Motion of a rocket after all the fuel is exhausted?

[Eunjung]

Homework Statement

Hello, I am currently a gr 12 high school student, and I am stuck in a problem. Please help :)

The problem: Consider the motion of a rocket near the surface of the Earth. In this case, mass, in the form of gas is expelled from the rocket to propel the rocket upwards. A simple model of this would be the ejection of cannonballs from the back end of a frictionless cart initially at rest. What happens to the rocket when all the fuel is exhausted?

i) Explain the physics of the problem
ii) Graphical output to display variables that are relevant to the problem.

Homework Equations

Force of gravity (global) = G * Mass of Earth * Mass of rocket / (Earth's radius + distance rocket travels above the surface)^2

G= 6.67*10^-11 Nm^2/kg^2
Mass of Earth = 5.98 * 10^24 kg
Mass of rocket = unknown
Earth's radius = 6.4 x 10^6 m

The local gravitational force formula F = mg

The Attempt at a Solution

I got up to the point where the rocket goes up for a bit, due to inertia, which may carry it outside of the Earth's atmosphere. But, what if the rocket can't escape the atmosphere?

The rocket will be at 0 velocity at the peak of its motion, but I cannot think of how to calculate the acceleration in the rocket's way down.

The gravitational force grows weaker as you get further away from the surface of the Earth, so it can't possibly be F = ma (the force of gravity on the rocket will constantly change, so I don't think I can use that one since it generalizes everything).

I tried using the global gravitational force formula, but I don't know the maximum height of the rocket, so I can't calculate the force of gravity at different heights. Will it not make a difference because of the large radius of the Earth? I don't know.

If I assume that the mass of the rocket and the height in which the rocket flies above the surface is insignificant, then the force of gravity will be 9.7379N for the entire downward motion of the rocket. Gravity changes as you go out of Earth's atmosphere, so that can't be right.

I'm totally lost, can someone please help?

-Eunjung :)

 

[NEILS BOHR]

after all the fuel is xhausted , the motion of the rocket wud be FREE FALL..

 

[Eunjung]

Will it be regular free fall?

I think free fall assumes the same gravitational force for the entire downward motion.

● **BRIEF 1**
Quote the part of the forum thread that opens with the words containing "I tried using" and closes with "be FREE FALL..".
The forum thread above and the rows that come after it are unrelated material.

● **PROVIDED MATERIAL**
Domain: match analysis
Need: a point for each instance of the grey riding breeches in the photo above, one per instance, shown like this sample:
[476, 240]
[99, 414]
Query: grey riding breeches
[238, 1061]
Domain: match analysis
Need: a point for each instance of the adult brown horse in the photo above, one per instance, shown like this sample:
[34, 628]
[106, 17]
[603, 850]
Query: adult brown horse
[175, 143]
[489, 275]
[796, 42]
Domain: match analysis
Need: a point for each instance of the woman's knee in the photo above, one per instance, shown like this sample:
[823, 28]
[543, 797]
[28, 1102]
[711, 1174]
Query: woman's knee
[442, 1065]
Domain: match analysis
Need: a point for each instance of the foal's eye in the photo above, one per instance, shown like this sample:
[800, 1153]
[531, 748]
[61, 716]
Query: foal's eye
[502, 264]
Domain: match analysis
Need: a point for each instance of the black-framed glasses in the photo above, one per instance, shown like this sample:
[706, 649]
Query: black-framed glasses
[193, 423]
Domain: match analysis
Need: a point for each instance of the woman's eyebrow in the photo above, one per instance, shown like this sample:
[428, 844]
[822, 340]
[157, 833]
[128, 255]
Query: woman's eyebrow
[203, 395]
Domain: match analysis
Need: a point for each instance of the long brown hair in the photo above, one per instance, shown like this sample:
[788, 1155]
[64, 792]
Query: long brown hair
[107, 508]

● **BRIEF 2**
Print only the part of the rows that opens with their first line and closes with the line containing "[238, 1061]", reproducing each line unchanged.

● **OUTPUT 1**
I tried using the global gravitational force formula, but I don't know the maximum height of the rocket, so I can't calculate the force of gravity at different heights. Will it not make a difference because of the large radius of the Earth? I don't know.

If I assume that the mass of the rocket and the height in which the rocket flies above the surface is insignificant, then the force of gravity will be 9.7379N for the entire downward motion of the rocket. Gravity changes as you go out of Earth's atmosphere, so that can't be right.

I'm totally lost, can someone please help?

-Eunjung :)

 

[NEILS BOHR]

after all the fuel is xhausted , the motion of the rocket wud be FREE FALL..

● **OUTPUT 2**
Domain: match analysis
Need: a point for each instance of the grey riding breeches in the photo above, one per instance, shown like this sample:
[476, 240]
[99, 414]
Query: grey riding breeches
[238, 1061]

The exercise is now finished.